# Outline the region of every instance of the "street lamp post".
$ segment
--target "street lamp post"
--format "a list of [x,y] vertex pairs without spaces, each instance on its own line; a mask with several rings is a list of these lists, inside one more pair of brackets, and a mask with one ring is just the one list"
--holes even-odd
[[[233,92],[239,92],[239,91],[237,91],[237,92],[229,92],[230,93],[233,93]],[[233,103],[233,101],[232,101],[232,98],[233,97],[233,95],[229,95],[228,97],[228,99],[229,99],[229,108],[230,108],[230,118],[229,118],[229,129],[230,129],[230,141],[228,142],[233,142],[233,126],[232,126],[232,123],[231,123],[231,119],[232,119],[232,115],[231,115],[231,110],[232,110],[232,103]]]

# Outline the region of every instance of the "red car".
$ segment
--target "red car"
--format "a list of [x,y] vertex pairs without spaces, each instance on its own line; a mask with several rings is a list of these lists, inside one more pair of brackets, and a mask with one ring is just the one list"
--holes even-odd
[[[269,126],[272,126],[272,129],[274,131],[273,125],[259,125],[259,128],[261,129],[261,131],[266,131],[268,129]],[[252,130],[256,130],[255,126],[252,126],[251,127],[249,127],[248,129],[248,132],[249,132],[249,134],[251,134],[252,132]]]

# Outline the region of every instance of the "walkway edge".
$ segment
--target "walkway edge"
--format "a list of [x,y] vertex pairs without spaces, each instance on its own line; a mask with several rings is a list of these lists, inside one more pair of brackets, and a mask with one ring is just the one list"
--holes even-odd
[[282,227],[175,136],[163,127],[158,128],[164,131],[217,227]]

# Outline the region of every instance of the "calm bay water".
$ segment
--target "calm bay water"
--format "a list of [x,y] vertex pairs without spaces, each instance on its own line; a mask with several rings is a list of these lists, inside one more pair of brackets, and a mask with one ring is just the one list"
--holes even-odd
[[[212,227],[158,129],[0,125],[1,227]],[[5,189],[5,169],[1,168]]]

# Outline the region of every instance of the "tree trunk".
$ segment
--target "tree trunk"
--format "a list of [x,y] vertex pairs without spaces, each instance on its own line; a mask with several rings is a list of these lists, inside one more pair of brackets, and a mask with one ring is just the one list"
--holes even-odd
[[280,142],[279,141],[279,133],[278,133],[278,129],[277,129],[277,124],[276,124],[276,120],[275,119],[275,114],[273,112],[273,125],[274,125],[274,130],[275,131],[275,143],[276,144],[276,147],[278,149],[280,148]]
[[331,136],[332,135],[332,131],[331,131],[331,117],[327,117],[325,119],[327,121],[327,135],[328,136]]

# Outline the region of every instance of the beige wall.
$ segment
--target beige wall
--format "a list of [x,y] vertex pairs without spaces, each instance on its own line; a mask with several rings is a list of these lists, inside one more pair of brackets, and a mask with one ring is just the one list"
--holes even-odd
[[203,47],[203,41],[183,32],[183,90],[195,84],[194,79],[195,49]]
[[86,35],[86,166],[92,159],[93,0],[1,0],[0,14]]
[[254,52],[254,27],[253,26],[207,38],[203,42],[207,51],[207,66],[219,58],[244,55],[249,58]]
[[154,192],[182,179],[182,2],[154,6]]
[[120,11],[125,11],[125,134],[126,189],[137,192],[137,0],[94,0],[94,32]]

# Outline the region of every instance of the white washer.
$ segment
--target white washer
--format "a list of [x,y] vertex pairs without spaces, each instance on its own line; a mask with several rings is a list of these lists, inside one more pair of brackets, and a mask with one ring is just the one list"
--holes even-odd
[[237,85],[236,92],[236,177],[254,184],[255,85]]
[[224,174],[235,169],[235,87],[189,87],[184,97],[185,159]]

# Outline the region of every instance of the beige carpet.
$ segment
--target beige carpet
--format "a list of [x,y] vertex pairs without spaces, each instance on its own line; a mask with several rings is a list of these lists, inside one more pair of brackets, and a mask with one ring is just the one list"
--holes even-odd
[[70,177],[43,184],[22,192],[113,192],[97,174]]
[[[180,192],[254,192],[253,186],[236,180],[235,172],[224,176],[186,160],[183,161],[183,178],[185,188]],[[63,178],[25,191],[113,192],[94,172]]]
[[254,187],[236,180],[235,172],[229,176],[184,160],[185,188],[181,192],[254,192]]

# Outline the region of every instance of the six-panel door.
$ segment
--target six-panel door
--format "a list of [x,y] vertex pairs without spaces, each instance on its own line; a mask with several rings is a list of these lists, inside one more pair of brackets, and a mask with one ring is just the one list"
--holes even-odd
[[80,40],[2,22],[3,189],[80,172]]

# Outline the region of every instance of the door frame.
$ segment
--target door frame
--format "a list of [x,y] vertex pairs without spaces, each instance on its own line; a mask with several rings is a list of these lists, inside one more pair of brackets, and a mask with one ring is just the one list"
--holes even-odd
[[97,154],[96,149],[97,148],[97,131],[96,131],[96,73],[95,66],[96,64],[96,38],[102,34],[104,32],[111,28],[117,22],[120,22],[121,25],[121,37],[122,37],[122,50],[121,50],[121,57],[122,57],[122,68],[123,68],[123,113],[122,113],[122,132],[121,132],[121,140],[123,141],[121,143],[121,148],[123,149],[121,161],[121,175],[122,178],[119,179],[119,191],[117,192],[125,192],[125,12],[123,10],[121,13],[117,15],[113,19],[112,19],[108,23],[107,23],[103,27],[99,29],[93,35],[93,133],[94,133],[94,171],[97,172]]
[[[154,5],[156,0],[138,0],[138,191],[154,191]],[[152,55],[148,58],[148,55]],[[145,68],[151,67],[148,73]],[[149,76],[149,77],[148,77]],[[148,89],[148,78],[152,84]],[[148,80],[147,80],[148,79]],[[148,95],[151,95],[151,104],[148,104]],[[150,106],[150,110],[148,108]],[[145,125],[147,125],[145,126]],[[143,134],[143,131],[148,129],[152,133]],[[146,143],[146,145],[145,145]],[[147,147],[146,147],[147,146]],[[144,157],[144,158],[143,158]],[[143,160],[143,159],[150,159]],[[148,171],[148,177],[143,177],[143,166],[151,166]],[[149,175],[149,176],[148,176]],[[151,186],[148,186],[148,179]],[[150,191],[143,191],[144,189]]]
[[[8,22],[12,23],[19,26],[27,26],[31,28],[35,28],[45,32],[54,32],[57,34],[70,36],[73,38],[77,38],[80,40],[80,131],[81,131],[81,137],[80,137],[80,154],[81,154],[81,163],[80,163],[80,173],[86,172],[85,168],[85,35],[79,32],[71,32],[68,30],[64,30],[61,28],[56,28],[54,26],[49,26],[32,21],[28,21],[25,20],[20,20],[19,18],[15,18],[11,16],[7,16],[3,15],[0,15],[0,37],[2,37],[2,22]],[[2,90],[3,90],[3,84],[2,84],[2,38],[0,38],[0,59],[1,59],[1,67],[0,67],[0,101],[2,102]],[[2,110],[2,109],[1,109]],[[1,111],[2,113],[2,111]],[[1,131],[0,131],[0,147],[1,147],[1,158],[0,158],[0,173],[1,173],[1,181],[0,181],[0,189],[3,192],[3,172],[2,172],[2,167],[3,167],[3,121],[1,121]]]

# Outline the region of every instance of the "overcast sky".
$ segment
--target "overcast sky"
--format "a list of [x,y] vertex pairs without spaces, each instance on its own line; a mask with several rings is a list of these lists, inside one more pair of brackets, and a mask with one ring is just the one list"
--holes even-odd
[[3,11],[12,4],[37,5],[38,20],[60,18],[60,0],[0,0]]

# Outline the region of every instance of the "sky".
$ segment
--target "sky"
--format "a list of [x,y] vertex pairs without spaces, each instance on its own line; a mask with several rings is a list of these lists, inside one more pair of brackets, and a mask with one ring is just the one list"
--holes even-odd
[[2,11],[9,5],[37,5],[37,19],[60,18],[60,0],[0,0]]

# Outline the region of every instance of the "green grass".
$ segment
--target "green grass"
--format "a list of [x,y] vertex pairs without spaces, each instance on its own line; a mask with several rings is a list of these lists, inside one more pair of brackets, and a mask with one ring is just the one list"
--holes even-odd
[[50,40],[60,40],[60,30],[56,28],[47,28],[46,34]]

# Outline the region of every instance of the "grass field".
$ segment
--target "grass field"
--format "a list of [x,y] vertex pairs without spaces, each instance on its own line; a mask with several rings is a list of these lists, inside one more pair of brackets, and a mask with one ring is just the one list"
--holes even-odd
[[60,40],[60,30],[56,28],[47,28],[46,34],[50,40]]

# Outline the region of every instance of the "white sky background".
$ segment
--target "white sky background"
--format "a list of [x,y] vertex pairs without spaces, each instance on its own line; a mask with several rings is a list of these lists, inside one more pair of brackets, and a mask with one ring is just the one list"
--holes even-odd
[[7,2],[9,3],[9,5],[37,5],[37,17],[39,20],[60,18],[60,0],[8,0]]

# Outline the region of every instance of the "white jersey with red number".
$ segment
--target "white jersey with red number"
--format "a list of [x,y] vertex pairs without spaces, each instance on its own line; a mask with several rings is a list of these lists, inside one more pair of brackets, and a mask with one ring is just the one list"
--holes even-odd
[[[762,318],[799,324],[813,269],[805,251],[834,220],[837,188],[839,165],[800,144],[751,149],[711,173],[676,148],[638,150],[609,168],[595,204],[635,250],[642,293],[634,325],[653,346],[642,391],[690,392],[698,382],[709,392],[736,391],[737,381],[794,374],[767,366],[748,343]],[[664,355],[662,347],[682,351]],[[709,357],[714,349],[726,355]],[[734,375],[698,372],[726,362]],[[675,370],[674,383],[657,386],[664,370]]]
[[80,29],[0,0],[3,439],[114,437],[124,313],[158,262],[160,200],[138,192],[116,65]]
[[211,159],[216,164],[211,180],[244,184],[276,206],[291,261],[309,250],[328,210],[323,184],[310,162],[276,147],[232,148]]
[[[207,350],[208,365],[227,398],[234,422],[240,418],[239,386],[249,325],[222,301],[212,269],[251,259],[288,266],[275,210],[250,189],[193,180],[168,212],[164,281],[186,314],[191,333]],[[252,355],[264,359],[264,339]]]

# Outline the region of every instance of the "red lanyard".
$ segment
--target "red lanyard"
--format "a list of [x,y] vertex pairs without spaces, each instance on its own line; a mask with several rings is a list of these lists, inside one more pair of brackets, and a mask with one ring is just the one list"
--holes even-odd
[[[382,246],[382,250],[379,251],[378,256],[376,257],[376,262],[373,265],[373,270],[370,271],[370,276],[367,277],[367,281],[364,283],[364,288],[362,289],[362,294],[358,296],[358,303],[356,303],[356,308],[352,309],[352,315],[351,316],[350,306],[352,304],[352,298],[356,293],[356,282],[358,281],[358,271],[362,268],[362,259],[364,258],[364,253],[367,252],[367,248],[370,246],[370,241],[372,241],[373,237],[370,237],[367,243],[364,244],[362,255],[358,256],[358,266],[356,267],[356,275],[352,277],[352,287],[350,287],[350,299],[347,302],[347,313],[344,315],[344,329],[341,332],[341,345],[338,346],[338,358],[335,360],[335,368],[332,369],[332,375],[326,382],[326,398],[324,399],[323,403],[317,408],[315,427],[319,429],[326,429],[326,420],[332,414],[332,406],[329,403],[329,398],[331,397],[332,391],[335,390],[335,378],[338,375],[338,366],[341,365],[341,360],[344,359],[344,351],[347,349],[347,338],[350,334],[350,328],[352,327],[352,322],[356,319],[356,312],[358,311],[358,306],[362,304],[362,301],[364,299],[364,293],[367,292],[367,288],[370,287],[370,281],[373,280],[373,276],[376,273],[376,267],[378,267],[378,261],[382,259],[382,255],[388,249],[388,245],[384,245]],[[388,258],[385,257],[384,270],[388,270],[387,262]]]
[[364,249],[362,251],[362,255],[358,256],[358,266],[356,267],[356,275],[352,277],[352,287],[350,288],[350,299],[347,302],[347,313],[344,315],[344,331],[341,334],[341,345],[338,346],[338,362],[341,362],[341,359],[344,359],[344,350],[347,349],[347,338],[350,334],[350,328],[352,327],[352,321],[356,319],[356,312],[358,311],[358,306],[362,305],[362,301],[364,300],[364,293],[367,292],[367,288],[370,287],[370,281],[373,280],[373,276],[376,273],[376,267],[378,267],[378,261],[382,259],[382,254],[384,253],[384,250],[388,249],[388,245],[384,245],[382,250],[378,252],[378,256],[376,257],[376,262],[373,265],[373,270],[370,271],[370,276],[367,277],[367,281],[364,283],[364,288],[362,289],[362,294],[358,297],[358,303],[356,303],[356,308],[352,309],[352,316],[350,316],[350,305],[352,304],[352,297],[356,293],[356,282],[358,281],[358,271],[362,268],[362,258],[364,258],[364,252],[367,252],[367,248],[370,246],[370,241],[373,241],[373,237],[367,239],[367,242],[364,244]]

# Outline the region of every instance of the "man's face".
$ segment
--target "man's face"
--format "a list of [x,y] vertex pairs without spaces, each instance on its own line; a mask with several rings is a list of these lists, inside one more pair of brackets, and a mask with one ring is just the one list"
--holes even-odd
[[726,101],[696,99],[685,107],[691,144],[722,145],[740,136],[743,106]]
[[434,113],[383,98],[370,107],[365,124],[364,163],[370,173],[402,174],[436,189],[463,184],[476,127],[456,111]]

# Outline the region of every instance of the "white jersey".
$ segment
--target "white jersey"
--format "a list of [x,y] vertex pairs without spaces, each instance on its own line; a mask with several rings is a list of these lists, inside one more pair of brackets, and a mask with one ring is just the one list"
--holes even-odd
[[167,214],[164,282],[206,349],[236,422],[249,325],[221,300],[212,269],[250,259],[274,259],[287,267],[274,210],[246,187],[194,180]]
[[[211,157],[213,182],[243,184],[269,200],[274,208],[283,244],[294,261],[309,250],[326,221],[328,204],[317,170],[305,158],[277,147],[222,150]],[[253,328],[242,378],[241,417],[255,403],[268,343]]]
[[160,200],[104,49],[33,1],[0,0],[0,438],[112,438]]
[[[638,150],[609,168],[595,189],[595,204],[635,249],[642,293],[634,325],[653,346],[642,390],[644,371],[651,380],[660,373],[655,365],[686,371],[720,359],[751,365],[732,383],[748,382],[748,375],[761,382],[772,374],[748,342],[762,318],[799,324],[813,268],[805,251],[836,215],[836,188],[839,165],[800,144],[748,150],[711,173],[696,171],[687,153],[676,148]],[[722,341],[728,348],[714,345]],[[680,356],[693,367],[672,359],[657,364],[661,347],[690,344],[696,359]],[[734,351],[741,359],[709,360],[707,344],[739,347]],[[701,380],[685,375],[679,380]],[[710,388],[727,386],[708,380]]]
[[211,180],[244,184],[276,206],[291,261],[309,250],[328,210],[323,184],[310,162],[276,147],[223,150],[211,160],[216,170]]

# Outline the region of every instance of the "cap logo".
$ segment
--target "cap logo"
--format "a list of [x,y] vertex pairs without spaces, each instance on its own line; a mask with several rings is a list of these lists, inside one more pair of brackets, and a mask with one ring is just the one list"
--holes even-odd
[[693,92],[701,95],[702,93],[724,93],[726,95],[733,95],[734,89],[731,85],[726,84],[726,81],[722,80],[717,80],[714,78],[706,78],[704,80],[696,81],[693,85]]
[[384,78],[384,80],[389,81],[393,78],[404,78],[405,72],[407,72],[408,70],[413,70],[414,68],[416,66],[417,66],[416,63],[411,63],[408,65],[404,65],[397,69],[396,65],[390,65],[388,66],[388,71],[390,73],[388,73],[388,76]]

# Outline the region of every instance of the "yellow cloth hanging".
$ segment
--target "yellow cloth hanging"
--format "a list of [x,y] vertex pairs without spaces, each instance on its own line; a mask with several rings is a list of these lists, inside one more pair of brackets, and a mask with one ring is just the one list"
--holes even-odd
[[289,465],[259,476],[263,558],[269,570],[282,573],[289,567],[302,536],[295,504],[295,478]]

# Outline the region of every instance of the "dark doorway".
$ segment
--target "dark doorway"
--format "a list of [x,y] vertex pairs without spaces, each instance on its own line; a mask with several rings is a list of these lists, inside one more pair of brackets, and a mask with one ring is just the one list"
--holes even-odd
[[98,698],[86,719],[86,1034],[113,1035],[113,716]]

Request: Find every line in the items above that contains the word "trunk" and copy each one. Treat uppercase and lowercase as different.

Problem solution:
# Outline the region of every instance of the "tree trunk".
--target "tree trunk"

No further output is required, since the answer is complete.